Please print the whole listing below word for word, omitting the pictures.

Stored data entries
━━━━

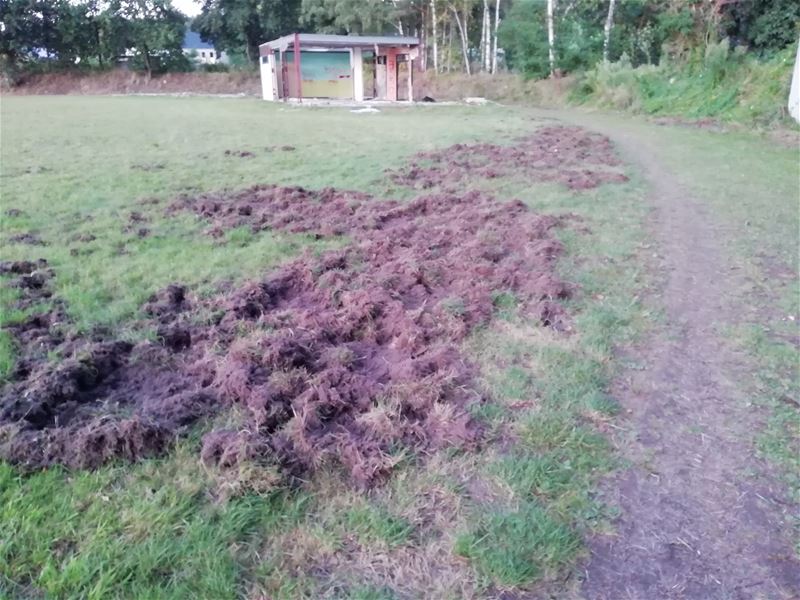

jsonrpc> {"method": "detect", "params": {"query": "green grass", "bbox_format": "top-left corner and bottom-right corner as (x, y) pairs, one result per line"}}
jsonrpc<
(571, 41), (796, 125)
(455, 502), (580, 586)
(644, 113), (800, 499)
(0, 97), (794, 599)
(0, 97), (536, 376)
(0, 97), (643, 598)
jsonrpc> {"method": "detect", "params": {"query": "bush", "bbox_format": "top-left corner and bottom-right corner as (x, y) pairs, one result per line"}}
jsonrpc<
(570, 44), (794, 125)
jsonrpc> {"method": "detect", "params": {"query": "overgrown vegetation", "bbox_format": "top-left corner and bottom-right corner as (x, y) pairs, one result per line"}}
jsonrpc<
(570, 38), (795, 125)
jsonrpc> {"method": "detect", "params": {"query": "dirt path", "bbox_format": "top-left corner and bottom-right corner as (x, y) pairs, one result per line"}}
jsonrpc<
(552, 116), (800, 600)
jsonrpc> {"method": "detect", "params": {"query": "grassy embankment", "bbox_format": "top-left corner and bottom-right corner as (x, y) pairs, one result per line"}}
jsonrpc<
(0, 97), (645, 598)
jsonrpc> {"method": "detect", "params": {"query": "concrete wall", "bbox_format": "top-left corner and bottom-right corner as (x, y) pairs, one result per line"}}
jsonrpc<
(284, 50), (353, 98)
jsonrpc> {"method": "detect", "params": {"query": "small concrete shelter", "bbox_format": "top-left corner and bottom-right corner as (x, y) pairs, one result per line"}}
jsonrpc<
(259, 33), (419, 102)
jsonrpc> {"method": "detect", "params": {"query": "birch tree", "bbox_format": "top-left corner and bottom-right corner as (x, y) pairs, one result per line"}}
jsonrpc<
(450, 0), (472, 75)
(483, 0), (493, 73)
(603, 0), (617, 62)
(431, 0), (439, 73)
(492, 0), (500, 75)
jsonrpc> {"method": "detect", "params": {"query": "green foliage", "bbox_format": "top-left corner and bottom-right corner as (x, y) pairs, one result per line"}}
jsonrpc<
(572, 40), (794, 124)
(301, 0), (392, 35)
(192, 0), (300, 62)
(454, 502), (581, 585)
(0, 448), (304, 598)
(0, 0), (189, 76)
(345, 503), (414, 547)
(722, 0), (800, 53)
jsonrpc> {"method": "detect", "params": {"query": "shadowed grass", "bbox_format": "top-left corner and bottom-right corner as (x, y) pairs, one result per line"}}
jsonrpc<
(0, 98), (656, 599)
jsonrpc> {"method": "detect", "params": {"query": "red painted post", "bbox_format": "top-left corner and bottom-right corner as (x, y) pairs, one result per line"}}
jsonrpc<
(386, 48), (397, 102)
(294, 33), (303, 101)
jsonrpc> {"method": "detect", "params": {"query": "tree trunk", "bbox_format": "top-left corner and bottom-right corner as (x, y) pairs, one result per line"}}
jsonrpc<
(452, 7), (472, 75)
(483, 0), (494, 73)
(492, 0), (500, 75)
(603, 0), (617, 62)
(478, 0), (486, 69)
(447, 23), (453, 73)
(431, 0), (439, 73)
(547, 0), (556, 77)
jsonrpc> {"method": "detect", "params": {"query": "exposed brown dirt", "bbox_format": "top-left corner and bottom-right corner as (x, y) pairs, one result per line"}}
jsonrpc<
(389, 125), (628, 190)
(552, 115), (800, 600)
(0, 182), (568, 484)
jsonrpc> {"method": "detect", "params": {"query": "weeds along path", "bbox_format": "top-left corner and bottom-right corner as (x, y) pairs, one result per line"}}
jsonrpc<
(552, 116), (800, 600)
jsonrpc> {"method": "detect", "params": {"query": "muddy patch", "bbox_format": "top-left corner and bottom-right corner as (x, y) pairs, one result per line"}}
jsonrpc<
(388, 126), (628, 190)
(0, 187), (568, 484)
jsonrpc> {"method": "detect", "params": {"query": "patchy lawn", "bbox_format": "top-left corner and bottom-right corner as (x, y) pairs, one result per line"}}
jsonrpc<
(0, 97), (797, 598)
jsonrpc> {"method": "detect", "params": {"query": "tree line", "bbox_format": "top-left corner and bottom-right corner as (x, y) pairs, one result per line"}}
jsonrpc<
(0, 0), (800, 77)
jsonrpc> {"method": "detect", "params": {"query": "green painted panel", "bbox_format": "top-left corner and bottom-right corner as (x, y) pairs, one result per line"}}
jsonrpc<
(285, 50), (353, 81)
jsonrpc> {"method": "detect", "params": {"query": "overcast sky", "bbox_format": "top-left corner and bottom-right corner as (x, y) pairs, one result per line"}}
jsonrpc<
(172, 0), (200, 17)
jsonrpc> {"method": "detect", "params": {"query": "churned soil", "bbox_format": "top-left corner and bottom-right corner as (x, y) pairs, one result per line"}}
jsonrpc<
(388, 125), (628, 190)
(0, 187), (568, 484)
(0, 127), (624, 485)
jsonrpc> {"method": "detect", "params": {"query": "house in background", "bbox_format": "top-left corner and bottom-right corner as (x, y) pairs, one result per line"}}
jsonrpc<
(259, 33), (419, 102)
(181, 29), (228, 65)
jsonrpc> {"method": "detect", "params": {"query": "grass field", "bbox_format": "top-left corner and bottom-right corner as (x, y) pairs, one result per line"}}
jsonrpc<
(0, 97), (797, 599)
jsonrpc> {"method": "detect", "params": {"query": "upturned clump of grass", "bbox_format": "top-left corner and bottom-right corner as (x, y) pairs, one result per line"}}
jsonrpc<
(571, 39), (795, 126)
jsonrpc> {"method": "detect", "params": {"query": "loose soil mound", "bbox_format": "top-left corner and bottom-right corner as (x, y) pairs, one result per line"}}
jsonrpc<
(0, 187), (567, 483)
(389, 126), (628, 190)
(0, 127), (623, 484)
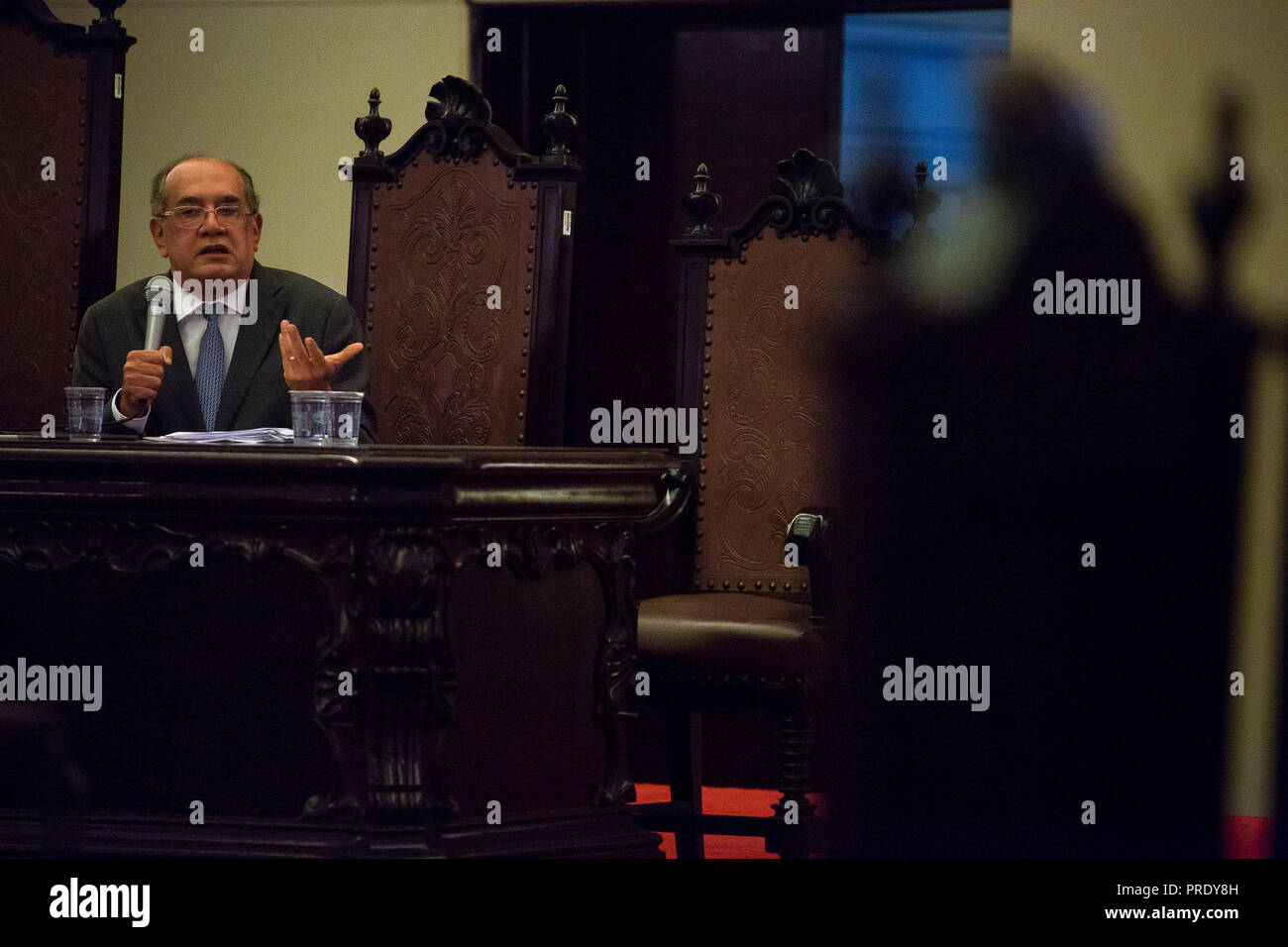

━━━━

# Response to this task:
jsonrpc> {"method": "detect", "params": {"query": "green grass", "bbox_format": "top-left corner and bottom-right corner as (x, y) pairs, one result per line"}}
jsonrpc<
(571, 41), (796, 125)
(455, 502), (580, 586)
(644, 113), (800, 499)
(0, 97), (794, 599)
(0, 97), (536, 376)
(0, 97), (643, 598)
jsonrpc> {"method": "detect", "params": {"query": "bush", "bbox_format": "top-left corner and bottom-right corner as (x, y) pairs, one result per line"}}
jsonrpc<
(570, 44), (794, 125)
jsonrpc> {"method": "detect", "params": {"query": "overgrown vegetation", "bbox_format": "top-left corner and bottom-right corner as (x, y) pairs, one result per line"}}
jsonrpc<
(570, 38), (795, 125)
jsonrpc> {"method": "detect", "params": {"query": "dirt path", "bbox_format": "top-left corner and bottom-right corner as (x, y) pairs, one result per line"}}
jsonrpc<
(552, 116), (800, 600)
jsonrpc> {"method": "detect", "params": {"query": "grassy embankment", "bbox_format": "top-left corner and bottom-right corner as (x, y) pairs, one result per line"}}
jsonrpc<
(0, 97), (645, 598)
jsonrpc> {"method": "detect", "params": {"query": "concrete wall", "bbox_format": "top-left corner and bottom-right corner as (x, y) pairs, one result per line"}}
jsonrpc<
(284, 50), (353, 98)
jsonrpc> {"method": "detect", "params": {"query": "small concrete shelter", "bbox_format": "top-left corner and bottom-right corner as (x, y) pairs, one result per line"}}
jsonrpc<
(259, 33), (419, 102)
jsonrpc> {"method": "detect", "params": {"query": "birch tree", "bbox_format": "top-left corner and bottom-right corner as (x, y) pairs, one result per line"}}
jsonrpc<
(450, 0), (472, 75)
(483, 0), (493, 73)
(603, 0), (617, 62)
(431, 0), (439, 73)
(492, 0), (500, 75)
jsonrpc> {"method": "detect", "params": {"query": "green foliage", "bbox_format": "top-left corner and bottom-right corner as (x, y) pairs, one result per line"}}
jsonrpc<
(572, 40), (794, 124)
(301, 0), (392, 35)
(192, 0), (300, 62)
(454, 502), (581, 585)
(0, 448), (304, 598)
(0, 0), (189, 76)
(345, 503), (414, 547)
(722, 0), (800, 53)
jsonrpc> {"method": "detect", "params": {"query": "shadowed grass", "bbox_format": "top-left corner and bottom-right corner as (x, y) pairs, one result per line"}}
jsonrpc<
(0, 98), (656, 599)
jsonrpc> {"method": "detect", "params": {"query": "red painted post", "bbox_format": "top-left corner and bottom-right corner as (x, y) pairs, one result per line"}}
jsonrpc<
(386, 48), (397, 102)
(294, 33), (303, 101)
jsonrpc> {"method": "detect", "params": {"query": "tree trunk", "bbox_format": "top-left corner and bottom-right corner as (x, y) pairs, one result per line"}}
jsonrpc<
(452, 7), (472, 75)
(483, 0), (494, 73)
(492, 0), (500, 75)
(603, 0), (617, 62)
(478, 0), (486, 69)
(447, 23), (453, 73)
(431, 0), (439, 73)
(547, 0), (556, 77)
jsonrpc> {"method": "detect", "params": {"query": "exposed brown dirt", "bbox_format": "top-left corner and bottom-right corner as (x, y) pairs, one result per line"}}
jsonrpc<
(389, 125), (628, 190)
(552, 115), (800, 600)
(0, 182), (568, 484)
jsonrpc> {"method": "detect", "params": {"query": "weeds along path", "bbox_format": "top-left corner and bottom-right corner as (x, y) pairs, one result per line"}}
jsonrpc<
(552, 116), (800, 600)
jsonrpc> {"method": "detect", "params": {"query": "muddy patch", "bbox_format": "top-left corner and bottom-right corner as (x, y) pairs, one result per line"}}
jsonrpc<
(388, 126), (628, 190)
(0, 187), (568, 484)
jsonrpc> {"method": "detect", "params": {"query": "patchy lawn", "bbox_format": "top-left corner and bottom-right corner as (x, y) pairs, one result per line"}}
jsonrpc<
(0, 97), (797, 598)
jsonrpc> {"method": "detect", "params": {"query": "tree line", "bbox_format": "top-left corner and bottom-right corner as (x, y) pairs, one result per line"}}
jsonrpc<
(0, 0), (800, 77)
jsonrpc> {"method": "detect", "params": {"query": "green painted panel", "bbox_format": "top-left corner and bottom-right corner as (x, y) pairs, one result per line"}}
jsonrpc<
(285, 50), (353, 81)
jsonrpc> {"method": "detect", "params": {"query": "overcast sky", "bbox_format": "top-left corner and bottom-right corner as (x, y) pairs, one result per line"}}
jsonrpc<
(172, 0), (200, 17)
jsonrpc> {"method": "detect", "params": {"query": "churned soil", "bbox_format": "top-left corner and bottom-right corner as (x, y) pairs, one result per line"}}
jsonrpc<
(388, 125), (628, 190)
(0, 187), (568, 484)
(0, 127), (624, 485)
jsonrpc> {"method": "detect", "params": {"query": "house in background", "bbox_format": "top-left corner and bottom-right corner as (x, y) pairs, one result per line"}}
jsonrpc<
(259, 33), (419, 102)
(181, 29), (228, 65)
jsonrpc> {"method": "detect", "params": {"query": "grass field", "bbox_format": "top-left corner and bottom-right corner as (x, y) pairs, one result per line"}}
jsonrpc<
(0, 97), (797, 599)
jsonrpc> {"method": "detect", "params": {"query": "upturned clump of grass", "bbox_format": "top-left corner and bottom-right corner as (x, y) pairs, one result per line"}}
jsonrpc<
(571, 39), (795, 126)
jsonrpc> {"method": "detect", "params": {"query": "loose soil mound", "bbox_format": "top-left corner and bottom-right corner as (x, y) pairs, one result per line"}}
jsonrpc<
(0, 187), (567, 483)
(389, 126), (628, 190)
(0, 127), (623, 484)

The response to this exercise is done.